**PROBLEM DETAILS**
Would you please copy exactly the line with "Target: purple dried flower" and all lines that follow it in the data below, through the last one?

Items listed in a dataset:
● ● ●
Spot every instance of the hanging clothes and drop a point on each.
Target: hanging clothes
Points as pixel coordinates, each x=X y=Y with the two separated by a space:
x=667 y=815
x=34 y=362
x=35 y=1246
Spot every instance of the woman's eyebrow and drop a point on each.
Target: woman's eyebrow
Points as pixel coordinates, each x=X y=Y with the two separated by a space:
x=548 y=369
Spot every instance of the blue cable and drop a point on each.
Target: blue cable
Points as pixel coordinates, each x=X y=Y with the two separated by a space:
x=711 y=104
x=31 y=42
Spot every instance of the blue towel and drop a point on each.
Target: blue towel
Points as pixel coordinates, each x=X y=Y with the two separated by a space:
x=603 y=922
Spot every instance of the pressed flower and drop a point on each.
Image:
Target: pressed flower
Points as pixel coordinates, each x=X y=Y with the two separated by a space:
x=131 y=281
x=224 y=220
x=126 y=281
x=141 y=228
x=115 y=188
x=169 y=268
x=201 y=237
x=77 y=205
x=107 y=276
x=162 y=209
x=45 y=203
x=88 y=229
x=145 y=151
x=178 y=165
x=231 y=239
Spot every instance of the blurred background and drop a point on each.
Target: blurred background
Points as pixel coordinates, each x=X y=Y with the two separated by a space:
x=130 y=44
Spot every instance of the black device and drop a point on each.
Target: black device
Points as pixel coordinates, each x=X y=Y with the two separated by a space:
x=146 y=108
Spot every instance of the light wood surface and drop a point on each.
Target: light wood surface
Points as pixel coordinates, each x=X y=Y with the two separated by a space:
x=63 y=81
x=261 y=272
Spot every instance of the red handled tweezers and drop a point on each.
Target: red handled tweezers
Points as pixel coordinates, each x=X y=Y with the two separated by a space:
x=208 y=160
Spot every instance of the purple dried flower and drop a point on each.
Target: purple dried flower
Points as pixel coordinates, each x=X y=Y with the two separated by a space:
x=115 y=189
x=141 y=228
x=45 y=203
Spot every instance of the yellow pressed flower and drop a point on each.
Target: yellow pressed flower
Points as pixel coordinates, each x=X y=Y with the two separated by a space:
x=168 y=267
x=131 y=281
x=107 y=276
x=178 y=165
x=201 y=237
● ● ●
**FINISHED EXERCISE**
Target: purple dried flower
Points as pixel coordinates, each x=X y=Y with the two separated by a space:
x=115 y=189
x=141 y=228
x=45 y=203
Spot every instance of the yellow pressed flower and drop a point on each.
Target: yellow pressed flower
Points as pixel coordinates, each x=X y=Y with the two separated by a space:
x=168 y=267
x=131 y=281
x=107 y=276
x=178 y=165
x=201 y=237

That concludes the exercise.